*Work to complete*:
Return the material below line for line, without any alteration, and omit the pictures from your answer.
:: Material provided
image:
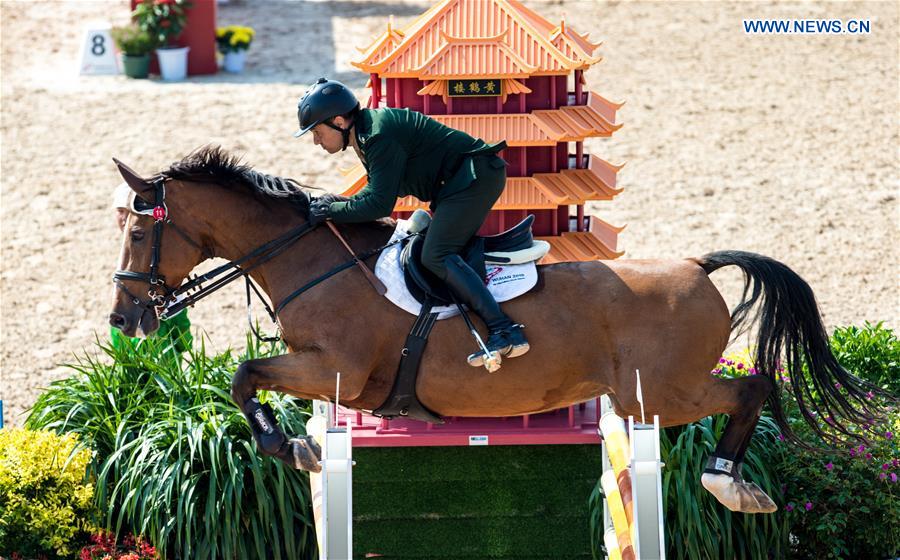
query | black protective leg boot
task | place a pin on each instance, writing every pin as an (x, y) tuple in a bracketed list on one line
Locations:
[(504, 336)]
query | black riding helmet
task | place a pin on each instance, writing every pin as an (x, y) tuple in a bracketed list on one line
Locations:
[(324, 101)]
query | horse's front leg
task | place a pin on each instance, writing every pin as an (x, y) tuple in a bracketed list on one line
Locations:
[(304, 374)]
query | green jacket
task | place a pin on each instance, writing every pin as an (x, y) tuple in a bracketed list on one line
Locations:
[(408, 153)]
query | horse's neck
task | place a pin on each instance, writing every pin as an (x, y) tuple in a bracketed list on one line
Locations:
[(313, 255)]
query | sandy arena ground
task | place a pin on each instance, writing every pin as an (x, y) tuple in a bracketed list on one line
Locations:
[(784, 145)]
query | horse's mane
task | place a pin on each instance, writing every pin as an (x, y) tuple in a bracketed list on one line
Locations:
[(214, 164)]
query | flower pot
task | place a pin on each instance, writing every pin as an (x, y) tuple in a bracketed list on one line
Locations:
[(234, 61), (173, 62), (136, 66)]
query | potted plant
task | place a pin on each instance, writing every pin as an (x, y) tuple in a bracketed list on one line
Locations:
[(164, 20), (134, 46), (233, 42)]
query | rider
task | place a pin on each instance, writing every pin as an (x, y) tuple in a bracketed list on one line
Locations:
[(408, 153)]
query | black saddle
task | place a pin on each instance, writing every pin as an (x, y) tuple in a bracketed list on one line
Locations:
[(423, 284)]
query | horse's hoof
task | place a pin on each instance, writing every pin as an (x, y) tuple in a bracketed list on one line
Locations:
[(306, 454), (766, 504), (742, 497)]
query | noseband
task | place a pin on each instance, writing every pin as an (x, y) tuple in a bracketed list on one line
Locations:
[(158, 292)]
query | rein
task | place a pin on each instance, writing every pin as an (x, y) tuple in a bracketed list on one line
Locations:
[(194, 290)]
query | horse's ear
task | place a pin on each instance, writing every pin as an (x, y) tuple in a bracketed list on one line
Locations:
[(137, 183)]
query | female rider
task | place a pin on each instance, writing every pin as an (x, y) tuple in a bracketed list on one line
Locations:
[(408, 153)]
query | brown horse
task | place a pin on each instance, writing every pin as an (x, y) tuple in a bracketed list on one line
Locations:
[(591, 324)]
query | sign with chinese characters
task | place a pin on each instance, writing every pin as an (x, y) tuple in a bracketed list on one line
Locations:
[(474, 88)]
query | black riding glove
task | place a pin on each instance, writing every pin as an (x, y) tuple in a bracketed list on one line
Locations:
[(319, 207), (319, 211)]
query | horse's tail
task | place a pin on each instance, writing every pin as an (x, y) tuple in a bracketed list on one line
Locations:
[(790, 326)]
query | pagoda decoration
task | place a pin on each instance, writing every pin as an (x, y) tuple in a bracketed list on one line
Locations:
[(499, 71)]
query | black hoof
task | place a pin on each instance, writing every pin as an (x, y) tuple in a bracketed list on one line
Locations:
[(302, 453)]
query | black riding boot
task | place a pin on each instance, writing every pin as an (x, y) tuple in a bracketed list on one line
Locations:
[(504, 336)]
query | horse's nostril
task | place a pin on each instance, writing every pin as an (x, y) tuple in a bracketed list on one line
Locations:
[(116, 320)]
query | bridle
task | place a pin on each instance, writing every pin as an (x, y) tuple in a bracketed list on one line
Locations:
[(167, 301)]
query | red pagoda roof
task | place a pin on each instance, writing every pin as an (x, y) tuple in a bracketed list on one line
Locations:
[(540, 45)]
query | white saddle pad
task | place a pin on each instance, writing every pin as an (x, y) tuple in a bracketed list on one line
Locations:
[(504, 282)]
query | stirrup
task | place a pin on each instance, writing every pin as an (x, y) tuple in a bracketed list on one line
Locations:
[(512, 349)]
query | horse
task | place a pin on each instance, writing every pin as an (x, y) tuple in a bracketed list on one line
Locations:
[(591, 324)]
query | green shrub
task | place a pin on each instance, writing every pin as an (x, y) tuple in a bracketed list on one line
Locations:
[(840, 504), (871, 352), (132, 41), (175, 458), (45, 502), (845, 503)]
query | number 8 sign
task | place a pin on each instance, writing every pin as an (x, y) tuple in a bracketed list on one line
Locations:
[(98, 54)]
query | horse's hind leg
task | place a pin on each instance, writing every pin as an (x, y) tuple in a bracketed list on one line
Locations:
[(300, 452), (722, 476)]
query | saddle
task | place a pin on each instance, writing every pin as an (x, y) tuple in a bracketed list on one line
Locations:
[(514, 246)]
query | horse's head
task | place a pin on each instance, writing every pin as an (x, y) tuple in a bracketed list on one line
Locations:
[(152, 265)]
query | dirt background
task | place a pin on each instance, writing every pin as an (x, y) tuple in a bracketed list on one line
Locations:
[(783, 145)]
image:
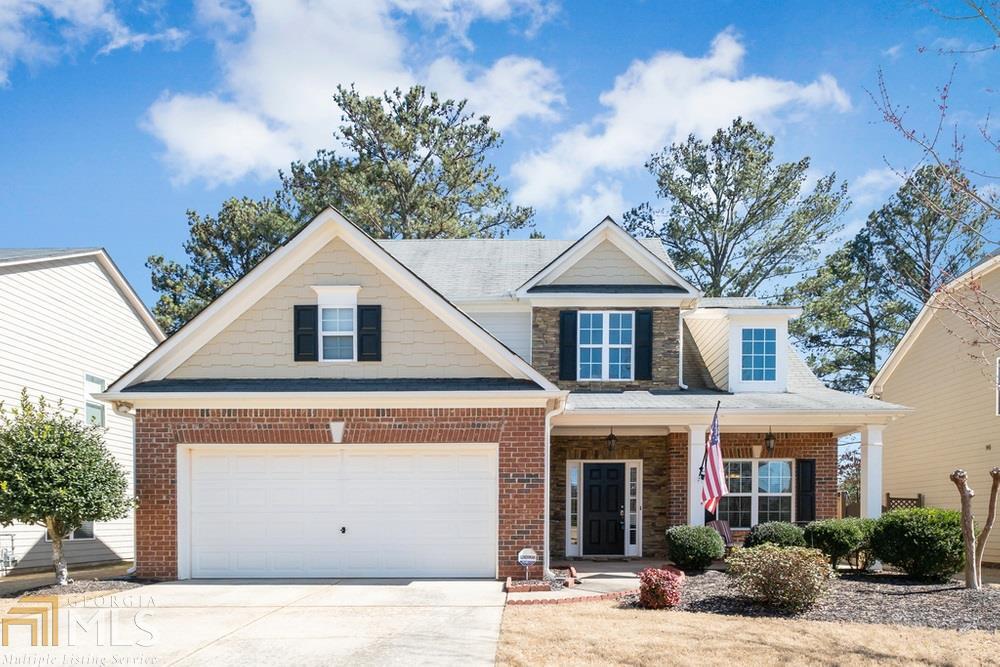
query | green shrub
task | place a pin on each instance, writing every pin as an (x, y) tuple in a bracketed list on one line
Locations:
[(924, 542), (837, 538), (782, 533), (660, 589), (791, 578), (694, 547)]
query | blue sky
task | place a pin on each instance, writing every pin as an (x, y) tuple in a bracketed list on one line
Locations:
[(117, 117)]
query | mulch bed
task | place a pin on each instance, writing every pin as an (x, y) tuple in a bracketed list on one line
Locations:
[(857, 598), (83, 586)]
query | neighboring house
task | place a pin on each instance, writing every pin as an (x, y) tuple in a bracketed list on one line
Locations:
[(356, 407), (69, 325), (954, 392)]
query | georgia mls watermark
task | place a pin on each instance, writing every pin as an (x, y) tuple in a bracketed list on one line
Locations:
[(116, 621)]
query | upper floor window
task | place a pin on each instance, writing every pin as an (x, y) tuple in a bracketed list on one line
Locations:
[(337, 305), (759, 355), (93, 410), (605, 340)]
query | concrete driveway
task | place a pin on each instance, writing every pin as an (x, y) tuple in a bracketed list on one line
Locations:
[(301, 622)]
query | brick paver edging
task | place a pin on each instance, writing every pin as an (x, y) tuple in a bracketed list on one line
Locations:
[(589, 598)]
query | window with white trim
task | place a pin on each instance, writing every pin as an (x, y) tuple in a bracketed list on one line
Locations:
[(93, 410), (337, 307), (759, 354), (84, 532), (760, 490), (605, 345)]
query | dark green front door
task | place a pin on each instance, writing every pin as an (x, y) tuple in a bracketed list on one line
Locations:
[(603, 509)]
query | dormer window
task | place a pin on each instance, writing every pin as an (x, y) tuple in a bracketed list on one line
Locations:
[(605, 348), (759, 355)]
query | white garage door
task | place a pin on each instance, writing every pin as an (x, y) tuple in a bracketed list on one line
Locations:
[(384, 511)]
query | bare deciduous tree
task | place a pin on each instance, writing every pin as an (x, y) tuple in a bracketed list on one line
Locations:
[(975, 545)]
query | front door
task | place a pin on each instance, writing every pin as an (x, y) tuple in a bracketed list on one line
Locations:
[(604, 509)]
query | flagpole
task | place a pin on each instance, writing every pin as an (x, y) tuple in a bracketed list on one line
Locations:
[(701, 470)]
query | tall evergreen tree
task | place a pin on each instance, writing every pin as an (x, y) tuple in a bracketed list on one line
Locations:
::::
*Response to this exercise*:
image:
query | black protective leg boot
task | place a pin on each instance, writing every pin as an (x, y) tuple in a bracketed list on one line
Locations:
[(504, 336)]
query | black riding helmet
task | place a pin on each instance, writing every pin as an (x, y) tuple in a bracketed list on one line
Locations:
[(324, 101)]
query | horse's front leg
task | place a pin on each instance, writing every pin as an (x, y) tuple in a bracketed list on one line
Locations:
[(304, 374)]
query | green jacket
task | place a pin on each instance, writing every pin as an (x, y) tuple in a bracketed list on one line
Locations:
[(408, 153)]
query | horse's neck
task | place a pin on each instance, writing every pin as an (x, y) tuple in a bracketed list on one line
Locations:
[(313, 255)]
query | sandy arena ground
task | place a pin on each instance, writing every pin as an (x, y) tuple in a bracketed list on one line
Locations:
[(784, 145)]
query | horse's mane
task | place a pin on each instance, writing every pin as an (x, y) tuple in a bracketed list on one line
Locations:
[(214, 164)]
query | flower pot
task | place a pin on each instance, writing every pin as an (x, y) tuple in a bracketed list on one line
Locations:
[(234, 61), (173, 62), (136, 66)]
query | potted plant
task | place a pin on each instance, writing every pin as an (x, y) tuple in a bracketed list on one line
Locations:
[(164, 20), (134, 46), (233, 42)]
query | rider
task | place a pin on each instance, writing every pin as an (x, y) tuple in a bracketed list on one line
Locations:
[(408, 153)]
query | black saddle
task | place a pin on each instance, writing every pin as an (x, y) tuple in a bracketed list on one line
Locations:
[(423, 284)]
query | horse's hoof
task | place a pin on each instance, writing every pin as an (x, y) tuple in a bracketed list on one line
Locations:
[(306, 454), (766, 504), (742, 497)]
query | noseband
task | place a pin on each instance, writing every pin as an (x, y) tuple in a bracketed list on one line
Locations:
[(158, 292)]
query | rein
task | place a pin on each instance, writing every pin as an (x, y) tuple in a bracketed list on one line
Locations:
[(194, 290)]
query | horse's ear
task | place a pin on each instance, writing every pin as an (x, y) tuple in a bracketed list on one line
Locations:
[(137, 183)]
query | female rider
task | place a pin on each instance, writing every pin as an (x, y) tuple in a bracketed list on one line
Locations:
[(408, 153)]
query | brown horse
task | place a pin on each instance, writing every pin as an (x, y) tuple in a bracketed list on one line
Locations:
[(591, 324)]
query | sign with chinese characters
task | place a pin on each instance, writing every pin as an (x, y) tuple in a bracketed list on one line
Locations:
[(474, 88)]
query | black riding glove
task | place a pin on each instance, writing every pin as an (x, y) tuple in a bracketed list on one line
Locations:
[(319, 207), (319, 211)]
query | horse's tail
task | place a pin on each instance, writing every pin as an (x, y) tuple in a bracketed list on one line
Locations:
[(790, 326)]
query | pagoda decoration
task | place a pin on each instance, writing every pin as an (x, y) tuple in a bracketed list on one line
Locations:
[(499, 71)]
query | black hoof
task | place a pin on each instance, writing every pin as an (x, y) tuple in a bracketed list on one line
Locations:
[(302, 453)]
query | black riding boot
task | place a pin on each instance, writing every pin as an (x, y) tuple in a bracketed list on one line
Locations:
[(504, 336)]
query | horse's nostril
task | place a pin on each instance, writing every pin as an (x, y) tuple in a bracketed list on one line
Locations:
[(116, 320)]
query | bridle
task | place a pin on each instance, writing every pin as an (x, y) tuple in a bracketed list on one line
Locations:
[(167, 301)]
query | red pagoda roof
task | place a pin on each instance, writing every pin as an (x, y) tuple in a bracketed list on one line
Locations:
[(540, 45)]
query | white saddle pad
task | place a pin on each instance, writing every pin as an (x, y) tuple in a bracketed list on one line
Locations:
[(504, 282)]
query | stirrup
task | place a pin on each instance, writing every pin as an (x, y) tuple in a bracketed list on one line
Locations:
[(512, 349)]
query | horse
task | place a pin on each instance, writing every pin as an (x, y) tuple in a bracketed list on one line
Locations:
[(591, 324)]
query | green shrub
task | place a pin on each instance, writing every pin as an (x, y) tuple in a bracketed list on one line
Locations:
[(840, 504), (871, 352), (132, 41), (175, 458), (45, 502), (845, 503)]
query | number 8 sign
task | place a pin on each instance, writing every pin as an (x, y) tuple in a bracketed list on one line
Locations:
[(98, 54)]
query | horse's hind leg
task | place a pin on each instance, writing every pin as an (x, y) tuple in a bracketed list on one line
Locations:
[(300, 452), (722, 476)]
query | saddle
task | place a pin on each instance, writing every pin as an (x, y) tuple in a bracketed list on one line
Locations:
[(514, 246)]
query | horse's head
task | place a pin on each instance, writing every pin as an (x, y) tuple in a bracketed list on one line
Locations:
[(152, 265)]
query | dirt background
task | place a pin on each instance, writing every pin as an (x, y) tuple in a bracketed list on one line
Locations:
[(783, 145)]
image:
query | green shrub
task | place a pin on each instance, writing every pin as an (x, y) tuple in a bracketed list on one line
Locations:
[(924, 542), (837, 538), (782, 533), (660, 589), (791, 578), (694, 547)]
query | blue sky
task | place a pin on each instance, writing every pin as an (x, y) tuple in a bracketed list on one line
Locations:
[(117, 117)]
query | mulch bed
task | place a pin on each instance, writing every pin as an (x, y) tuple in a bracketed list on one line
Locations:
[(857, 598), (83, 586)]
query | neighboring house
task | place a pin on each instance, writing every pin as an (x, y) tuple in a bracketed list on one line
Locations:
[(356, 407), (69, 325), (954, 392)]
query | georgia mls watermark
task | place a pin on each instance, writing every pin as an (x, y) tuple in a bracketed list on one line
Locations:
[(116, 621)]
query | upper floor window
task | place a pin on each instance, writing every pin as an (x, y) tuple in a bracketed list on one line
Locations:
[(337, 305), (759, 355), (93, 410), (605, 340)]
query | concrete driveway
task | place a pin on each instance, writing every pin as an (x, y) tuple in a bracketed list on one line
Locations:
[(301, 622)]
query | brick paver edging
task | place a pin on each instance, writing every pin as an (x, y) tuple in a bracketed list on one line
Locations:
[(589, 598)]
query | window with white trim
task | place a pin on each instance, writing every pin as an (x, y) tuple in a bracketed list on one line
Locations:
[(93, 410), (337, 307), (759, 354), (84, 532), (760, 490), (605, 345)]
query | dark green front door
task | place a pin on each instance, writing every pin as an (x, y) tuple in a bracketed list on one line
Locations:
[(603, 509)]
query | dormer window
task | place a pin on each instance, writing every pin as an (x, y) tuple in a bracketed list on one line
Locations:
[(605, 348), (759, 355)]
query | white garage door
task | place a pin on each instance, writing every pin as an (x, y) tuple in a bracketed list on one line
Locations:
[(384, 511)]
query | bare deciduous tree
task | place a pin on each instance, writing every pin as an (x, y) tuple in a bracketed list on one line
Locations:
[(975, 545)]
query | front door
task | place a pin on each instance, writing every pin as an (x, y) tuple in a bracketed list on one line
Locations:
[(604, 509)]
query | flagpole
task | place a pin on each instance, writing every pin as an (x, y) tuple in a bracketed list on one line
Locations:
[(701, 470)]
query | tall evergreen tree
task | place a pin on each instance, writing every pin as an (x, y) tuple in a bracketed list on one line
Locations:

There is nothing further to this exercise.